**Data:**

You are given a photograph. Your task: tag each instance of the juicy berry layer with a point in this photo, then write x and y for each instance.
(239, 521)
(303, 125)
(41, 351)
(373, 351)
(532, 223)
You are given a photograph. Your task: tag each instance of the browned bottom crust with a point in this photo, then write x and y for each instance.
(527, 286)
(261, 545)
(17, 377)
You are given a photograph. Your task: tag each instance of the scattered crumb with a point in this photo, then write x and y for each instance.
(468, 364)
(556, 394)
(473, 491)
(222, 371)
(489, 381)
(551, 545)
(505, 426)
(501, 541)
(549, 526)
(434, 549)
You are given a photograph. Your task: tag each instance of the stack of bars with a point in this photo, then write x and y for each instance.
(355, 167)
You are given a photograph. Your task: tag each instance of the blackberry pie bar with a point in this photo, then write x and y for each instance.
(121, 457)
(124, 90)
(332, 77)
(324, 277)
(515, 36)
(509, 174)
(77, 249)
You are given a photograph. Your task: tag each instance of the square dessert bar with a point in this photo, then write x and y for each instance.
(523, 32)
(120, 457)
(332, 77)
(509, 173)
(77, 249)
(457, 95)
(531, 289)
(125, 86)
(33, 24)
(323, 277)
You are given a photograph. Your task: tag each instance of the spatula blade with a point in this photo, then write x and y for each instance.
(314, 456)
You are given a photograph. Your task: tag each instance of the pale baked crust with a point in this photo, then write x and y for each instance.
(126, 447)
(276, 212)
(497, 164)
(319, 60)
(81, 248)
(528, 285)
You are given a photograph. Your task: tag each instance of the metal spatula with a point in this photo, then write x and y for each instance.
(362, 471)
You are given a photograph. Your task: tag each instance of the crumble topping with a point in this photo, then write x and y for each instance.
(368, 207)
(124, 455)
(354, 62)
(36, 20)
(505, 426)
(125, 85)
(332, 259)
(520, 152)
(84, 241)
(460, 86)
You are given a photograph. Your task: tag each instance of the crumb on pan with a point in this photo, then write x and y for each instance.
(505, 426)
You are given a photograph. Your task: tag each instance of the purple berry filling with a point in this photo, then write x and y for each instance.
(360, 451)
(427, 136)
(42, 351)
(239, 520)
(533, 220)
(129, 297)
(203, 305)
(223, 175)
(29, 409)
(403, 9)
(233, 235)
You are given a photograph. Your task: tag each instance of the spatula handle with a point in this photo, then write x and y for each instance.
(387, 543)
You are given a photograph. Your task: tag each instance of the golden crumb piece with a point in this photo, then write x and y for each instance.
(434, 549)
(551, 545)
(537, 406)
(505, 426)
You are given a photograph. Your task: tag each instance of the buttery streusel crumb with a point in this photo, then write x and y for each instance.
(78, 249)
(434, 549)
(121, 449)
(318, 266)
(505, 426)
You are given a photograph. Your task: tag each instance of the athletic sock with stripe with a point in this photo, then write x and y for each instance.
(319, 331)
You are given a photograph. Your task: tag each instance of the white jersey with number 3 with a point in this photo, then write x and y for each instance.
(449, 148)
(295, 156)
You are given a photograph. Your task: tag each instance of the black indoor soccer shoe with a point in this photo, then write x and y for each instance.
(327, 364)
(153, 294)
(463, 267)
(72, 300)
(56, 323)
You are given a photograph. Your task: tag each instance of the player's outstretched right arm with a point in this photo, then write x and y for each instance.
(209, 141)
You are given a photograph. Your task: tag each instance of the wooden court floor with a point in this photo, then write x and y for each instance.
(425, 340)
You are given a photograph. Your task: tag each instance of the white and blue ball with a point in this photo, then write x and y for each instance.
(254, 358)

**Given request:**
Above are some records; repeat all of them exactly.

**Solution to this exercise:**
You are given a photograph. Your task: tag each instance of the juicy berry layer with a point in this photo, then write x and y for each instance.
(239, 521)
(303, 125)
(41, 351)
(373, 351)
(532, 223)
You are given a photograph. Your task: tag each instance of the browned bottom crust with a point in this photo, then write x and y for each instance.
(527, 286)
(261, 545)
(17, 377)
You are given a photograph. Your task: tag each instance of the scattered crumb with a point in this photo, then write x and y for each instance.
(468, 364)
(556, 394)
(473, 491)
(222, 371)
(489, 381)
(551, 545)
(505, 426)
(501, 541)
(549, 526)
(434, 549)
You are given a photograph. Your task: tag each instance of the stack of bars with a point in this photo, then write x and y for each instance.
(355, 167)
You are given a photograph. Your task: tag each instance of the blackberry pie bar with a point in this photo, then write x and y for each instance.
(121, 457)
(124, 90)
(332, 77)
(324, 277)
(515, 36)
(509, 174)
(77, 249)
You are given a photograph. Your task: tag each instance of the square dessert bar with a point in this photo, then write x and y for each instance.
(523, 32)
(120, 457)
(332, 77)
(509, 173)
(77, 249)
(457, 95)
(531, 289)
(125, 86)
(33, 24)
(323, 277)
You are given a photograph. Your task: tag each instance of the spatula blade with a point in this photo, then write x and y for each instance.
(314, 456)
You are given a photograph. Your task: tag each instance of the pale baked crust with a point in this photo, then write x and y for each instance.
(126, 447)
(276, 212)
(497, 164)
(319, 60)
(81, 248)
(528, 285)
You are given a photograph. Your task: tag each instance of the metal spatula with a point in this photo, then write x and y for each instance.
(362, 471)
You are given a photograph. Your task: tag each instance of the crumble topping with a point in this photo, then write x and y for each instance.
(368, 207)
(124, 455)
(354, 62)
(36, 20)
(505, 426)
(125, 85)
(332, 259)
(520, 152)
(84, 241)
(460, 86)
You are given a photograph. Your task: tag each instance of the crumb on pan with a point in this photo, then write x and y for each instance.
(505, 426)
You are given a photograph. Your task: tag each instance of the purple berry filling with a point in this photo, then write x and y for each instance.
(360, 451)
(427, 136)
(42, 351)
(239, 520)
(533, 220)
(129, 297)
(203, 305)
(223, 175)
(29, 409)
(403, 9)
(233, 235)
You are given a photograph. Your task: tag each instance of the spatula handle with a point in this photo, then write x and y for each instance.
(387, 543)
You are given a photograph. Your task: tag each instance of the golden crumb piece with a point in this photo, then write x and y for each instance.
(434, 549)
(551, 545)
(537, 406)
(505, 426)
You are given a photograph. Your task: tag each instance of the buttery streusel crumb with a point in this photo, then write x and y for each instance.
(78, 249)
(434, 549)
(121, 449)
(318, 266)
(505, 426)
You are given a photograph. Your task: tag each instance of the athletic sock with stripe with a point in this photo, then write x and y for each instance.
(319, 331)
You are given a photograph. Your task: tag each instance of the white jersey with number 3 with a point in this photo, then write x and y for each instance.
(449, 148)
(295, 156)
You are given a photograph. Your task: tag each instance of the black indoor soccer shoe with a point in this photo, then write x and y for each instance.
(327, 364)
(153, 294)
(463, 267)
(72, 300)
(56, 323)
You are given a photograph. Your task: tag each instance of the player's outstretched right arm with a point in this photo, then write x and y for each instance.
(209, 141)
You are given a photograph. Your task: tag each instance of the wooden court floor with a point in this photo, then write x and y for each instance.
(425, 340)
You are given a photograph. Your task: tag each instance of the white and blue ball with a point in this photo, then write x and y for each instance.
(254, 358)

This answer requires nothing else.